Monday, August 20, 2007

Skype's Wipe-Out

Just because a surfer wipes out every now and then, you don't jump to the inevitable conclusion that he's a bad surfer. And if a relatively new technology suffers a massive failure that puts it out of action for a few days, that isn't necessarily a reason to give up on it, condemn it, or conclude that it will never work. All the same, the recent collapse of the peer-to-peer function of what one source calls the world's most popular Internet telephone service has some lessons about reliability, the Internet, and using things for what they were designed for in the first place.

First of all, what is Internet phone service? The form provided by Skype works like this. With some inexpensive hardware such as a headphone and microphone, you can log on to Skype and call any of the millions of its other subscribers without incurring a per-use or per-minute fee. My understanding is there is a flat monthly fee, but that's it. Your phone call is routed directly over the Internet, completely independently of landline telephone wires or cellphone networks. So as long as the party you wish to call is on Skype too, you can say good-bye to concerns about talking too long on long distance calls, using up your cellphone minutes, and all those other worries.

Well, the other day (Thursday, August 16, to be exact), all Skype users woke up to a rude surprise—Skype was down worldwide. Despite initial concerns that it might have been a malware attack, the latest news is that a software glitch caused it. From the description posted on Skype's official website by staffer Villu Arak, Skype inadvertently caused the problem itself. Apparently, they sent out a routine software update to every user's computer. This update told the computers to restart. Well, all those computers restarting all over the world woke up and started trying to log on to Skype again. This massive pile of logon requests should have been handled by Skype's system, but due to a software defect, it wasn't. The end result was that the whole thing came unraveled and took a couple of days to put back together.

I don't know whether anyone uses Skype as their main form of telecommunications. Probably there are a few people in special situations in remote areas, but only a few. If there were, they were high and dry without a phone for the time that Skype was down. Probably most users take advantage of it as one of several communications options, an inexpensive alternative, possibly within a company where a central authority can enforce the use of Skype rather than conventional telecomm systems that cost more. But the convenience and low cost come at a price.

Technologies are not just hardware, or hardware and software, but a combination of that physical stuff and ideas, aspirations, and habits in the minds of billions of users. As new technologies come into being, to be successful they have to fit into the existing complex of human activity and the material environment, while changing both. In the process, existing technologies are often adapted for uses that their original designers never thought of.

Internet phone service is a case in point. If you were going to set up a worldwide computer network from scratch and design it mainly to provide telephone service, it would look like nothing that exists today except in a few laboratories. Why is that?

• **Exercise requirements**:
Continue the post on Skype's worldwide outage from where it stops, taking up its last question. The records that come next have no connection to the blog post about Skype's outage.

• **Items**:

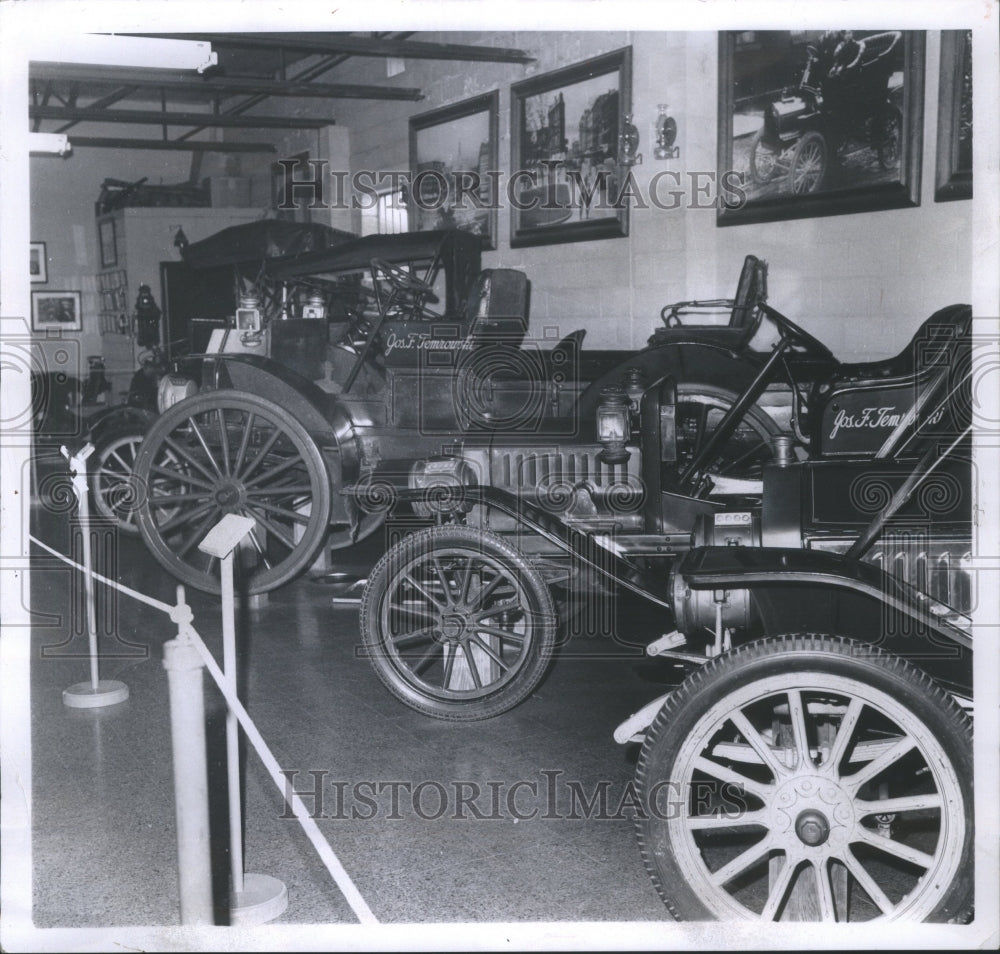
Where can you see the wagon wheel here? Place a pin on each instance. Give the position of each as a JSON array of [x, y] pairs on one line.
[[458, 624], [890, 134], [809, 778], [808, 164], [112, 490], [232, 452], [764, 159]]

* * *

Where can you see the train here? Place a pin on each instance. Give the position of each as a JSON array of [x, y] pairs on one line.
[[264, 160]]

• **Right answer**:
The closest thing to it is what is operated by the old-line telephone companies—the Bell System babies, or teenagers, or however you want to describe them. Their fiber-optic based networks are full of compromises because they've had to keep handling their huge amounts of traffic ever since the dawn of the telephone age. This requirement to use existing hardware rather than throwing everything away, starting from scratch, and going broke in the process has left them with a material burden that is matched by the regulatory burden which prevents them from doing a lot of things that they'd like to do. Because of the burdens of history, neither their physical environment nor their legal environment is what they'd like if they were starting over from the beginning.

The Internet was built basically from scratch over the last two or three decades, so in principle it comes closer to the ideal. But it wasn't designed for rapid, reliable, two-way audio signal transmission. You can force internet protocols to deliver up something that resembles an old-fashioned analog phone conversation, but it's difficult, it wastes bandwidth, and you're basically making the system to do something it wasn't designed initially to do. Fortunately, with enough bandwidth a lot of hard things become easy, which is why Skype can be as successful as it generally is. Still, Skype has the huge problem that not everybody in the world is on it. On the other hand, everybody with a telephone of some kind can in principle dial anyone else with a phone, and that fact makes the conventional international telecomm system that much more valuable. Every person added to that system makes it incrementally more valuable to everyone else already on the system. This is why communications networks tend to be dominated by a few large players, or only one.

And then there's the reliability problem. Since the public telecomm systems have gone heavily software-intensive, they have had their share of software glitches. But decades of conservative engineering practice have taught them to be hyper-cautious about changing anything. I once spoke with a woman who was a software engineer with one of the major "baby Bells" in an office near Chicago. She said that in order to make a small change in one line of code in the master operating software for their network, she had to put in about six months of work testing, checking, getting authorizations, and so on, before she could make the change. Only large, established organizations have the resources to take such pains, but it pays off in reliability.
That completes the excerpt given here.